PROBLEMS AND TASKS
- A) Render this sentence from the editorial in Spanish: "In classic recessions, a previously growing economy slows."
- B) Revise the editorial by writing out again the part that opens with the words containing "In classic recessions, a" and closes with "to the consequences.", putting "firms" wherever "businesses" appears.

SOURCE
For venture capitalists, the answer is to pick companies with potential and bring in the talent to realise it. In our interview with Whitworths, we hear from Will Carter, the new Chief Executive. An ex-UB and KP McVitie's marketing expert, Will's brief is to give this beloved British food business an injection of 21st century consumer marketing and category management.

In classic recessions, a previously growing economy slows. Production dwindles, consumer and business spending dries up, companies sack staff to cut costs, and unemployment rises. Older readers have been here before of course, and today's lean, mean businesses are the result. Are we going there again, and what will it be like this time? How many costly layers of management can you slash without killing off a company?

You can argue that we've asked for a recession by letting a consumer culture develop where everything is done on the cheap. In parallel we have businesses paying bottom dollar wherever, whenever, oblivious to the consequences.

In our business, the inevitable result of every day low pricing means food and clothes sold at absurdly low prices. Seemingly, it's a ratchet mechanism that can't turn back - but like climate change, we must address it or face disaster.

Meanwhile we have to make a living. Even after redundancy, people still think positively about starting businesses. The attraction is the buzz of setting up an enterprise and the prospect of better returns than an ISA. Thanks to Dragon's Den, everyone with an idea is encouraged to believe they can be a millionaire - if you listen to Theo Paphites etc, it's "just" a matter of doing your homework and being bold.

Speaking of giving it your best shot, we've got two features in this issue to inspire you. Big Night In is all about treats for sharing. Banish the post-Christmas blues: encourage your shoppers to get sociable and start spending again. In Ethnic Food & Drink, we look at cuisines from around the world that are becoming increasingly important as we become more multi-cultural. There's a world of exciting products for your shoppers to explore. Have a great month!

Lines of data
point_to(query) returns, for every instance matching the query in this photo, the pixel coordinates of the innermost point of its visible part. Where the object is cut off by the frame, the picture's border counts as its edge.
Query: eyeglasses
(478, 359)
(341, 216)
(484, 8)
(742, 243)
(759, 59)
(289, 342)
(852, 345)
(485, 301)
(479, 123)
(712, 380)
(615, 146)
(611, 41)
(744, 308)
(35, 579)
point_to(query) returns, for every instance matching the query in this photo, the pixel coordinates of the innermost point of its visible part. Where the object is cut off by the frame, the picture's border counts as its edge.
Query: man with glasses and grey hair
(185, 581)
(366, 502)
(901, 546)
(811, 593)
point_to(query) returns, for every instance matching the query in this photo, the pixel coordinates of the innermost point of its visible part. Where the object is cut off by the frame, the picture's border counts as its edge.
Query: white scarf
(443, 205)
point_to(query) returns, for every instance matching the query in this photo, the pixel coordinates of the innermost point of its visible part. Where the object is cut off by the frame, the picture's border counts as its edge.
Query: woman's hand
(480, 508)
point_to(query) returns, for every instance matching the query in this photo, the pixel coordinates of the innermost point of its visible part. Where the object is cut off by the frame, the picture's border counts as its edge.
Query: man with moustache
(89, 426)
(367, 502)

FULL SOLUTIONS
- A) En las recesiones clásicas, una economía que antes crecía se desacelera.

- B)
In classic recessions, a previously growing economy slows. Production dwindles, consumer and business spending dries up, companies sack staff to cut costs, and unemployment rises. Older readers have been here before of course, and today's lean, mean firms are the result. Are we going there again, and what will it be like this time? How many costly layers of management can you slash without killing off a company?

You can argue that we've asked for a recession by letting a consumer culture develop where everything is done on the cheap. In parallel we have firms paying bottom dollar wherever, whenever, oblivious to the consequences.